* [Суть задания]: Процитируйте отрывок из текста о церкви и интеллигенции, начав со слов «Так вот стихийно» и закончив словами «православия, Троице-Сергиева лавра.».

* [Приведенный текст]:

::::::::

Так вот стихийно сложилось, что церкви, монастыри во множестве стали в советские годы памятниками истории и культуры. И почти повсеместно, будто б намеренно, вопрос о принадлежности этих памятников, некогда охраняемых государством, решился отчего-то двусмысленно, конфликтно. Государство, обязанное решать только исходя из национальных интересов, что─ должно остаться достоянием культуры, а что─ быть возвращенным церкви, в большинстве случаев принудило духовенство и людей культуры тесниться, враждовать, разделяя между церковью и учреждениями культуры то, что может быть только единым, как духовно, так и в своих стенах или землях, а в подобие коммунальной квартиры превращена даже святыня православия, Троице-Сергиева лавра.

Но имущественный раздел все же ни в какое сравнение не идет с попыткой разделить самих верующих, внести раскол в церковь. Этот раскол уже на слуху стараниями прессы. В последнее время роятся лестные публикации особенно вокруг имени отца Кочеткова и его прихода. За него, за Кочеткова, активно ратует творческая интеллигенция, очень громкие и уважаемые звучат имена — чего стоит только Аверинцев. И от этого совсем становится не по себе: люди духовные и творческие, сами верующие, идут против церкви и того, что есть в православии сущностного,— догматов, традиций, устоев, отказываясь воспринять их ценность как духовную. Но, с другой стороны, это все очень знакомо — именно русская интеллигенция из веры живой и незастывшей, как бы из животворного опыта, вычленила сухие рациональные вопросы. Там, где начался нравственный рациональный поиск, кончилась живая вера. Скажем, убийство оказывалось не грехом, а вопросом — вот обсуждало и оправдывало русское общество выстрел Засулич в Трепова, то есть оправдало право интеллигентного человека на месть. Что было после — нам известно. Право на месть завзял себе и русский мужик, каждый стал вправе убивать да грабить себе подобного.

::::::::

* [Перечень записей]:
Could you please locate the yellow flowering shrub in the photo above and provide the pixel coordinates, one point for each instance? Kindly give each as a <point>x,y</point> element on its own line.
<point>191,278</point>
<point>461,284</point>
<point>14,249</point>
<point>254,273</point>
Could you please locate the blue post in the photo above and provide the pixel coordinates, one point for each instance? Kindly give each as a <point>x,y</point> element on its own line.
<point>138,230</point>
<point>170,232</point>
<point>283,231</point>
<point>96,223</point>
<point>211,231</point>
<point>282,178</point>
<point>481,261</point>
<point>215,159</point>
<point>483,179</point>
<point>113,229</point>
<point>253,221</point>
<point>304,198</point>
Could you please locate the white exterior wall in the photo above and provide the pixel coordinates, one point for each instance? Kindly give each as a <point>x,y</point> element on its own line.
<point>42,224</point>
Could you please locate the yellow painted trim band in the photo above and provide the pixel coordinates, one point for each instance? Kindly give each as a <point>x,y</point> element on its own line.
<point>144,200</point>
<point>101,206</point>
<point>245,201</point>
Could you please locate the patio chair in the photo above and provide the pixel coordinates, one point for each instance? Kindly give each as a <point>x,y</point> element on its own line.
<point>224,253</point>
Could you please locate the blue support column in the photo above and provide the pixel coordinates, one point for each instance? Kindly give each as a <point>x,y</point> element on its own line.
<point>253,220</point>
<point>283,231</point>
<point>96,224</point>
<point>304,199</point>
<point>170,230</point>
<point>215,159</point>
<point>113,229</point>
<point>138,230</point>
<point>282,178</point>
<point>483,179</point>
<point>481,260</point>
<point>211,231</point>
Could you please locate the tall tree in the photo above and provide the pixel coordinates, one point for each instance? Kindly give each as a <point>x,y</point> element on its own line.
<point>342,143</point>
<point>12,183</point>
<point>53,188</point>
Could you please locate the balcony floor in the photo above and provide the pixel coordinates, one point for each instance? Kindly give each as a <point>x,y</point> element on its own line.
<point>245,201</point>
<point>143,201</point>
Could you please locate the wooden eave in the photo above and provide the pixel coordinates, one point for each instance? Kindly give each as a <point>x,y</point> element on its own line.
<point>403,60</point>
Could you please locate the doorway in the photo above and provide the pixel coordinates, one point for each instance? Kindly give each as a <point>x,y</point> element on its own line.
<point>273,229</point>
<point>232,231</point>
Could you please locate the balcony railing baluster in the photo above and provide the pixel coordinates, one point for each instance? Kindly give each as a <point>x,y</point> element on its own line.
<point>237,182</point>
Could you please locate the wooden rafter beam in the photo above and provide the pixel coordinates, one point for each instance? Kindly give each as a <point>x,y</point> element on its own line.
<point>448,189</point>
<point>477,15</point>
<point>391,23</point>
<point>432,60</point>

::::::::

* [Ответ]:
Так вот стихийно сложилось, что церкви, монастыри во множестве стали в советские годы памятниками истории и культуры. И почти повсеместно, будто б намеренно, вопрос о принадлежности этих памятников, некогда охраняемых государством, решился отчего-то двусмысленно, конфликтно. Государство, обязанное решать только исходя из национальных интересов, что─ должно остаться достоянием культуры, а что─ быть возвращенным церкви, в большинстве случаев принудило духовенство и людей культуры тесниться, враждовать, разделяя между церковью и учреждениями культуры то, что может быть только единым, как духовно, так и в своих стенах или землях, а в подобие коммунальной квартиры превращена даже святыня православия, Троице-Сергиева лавра.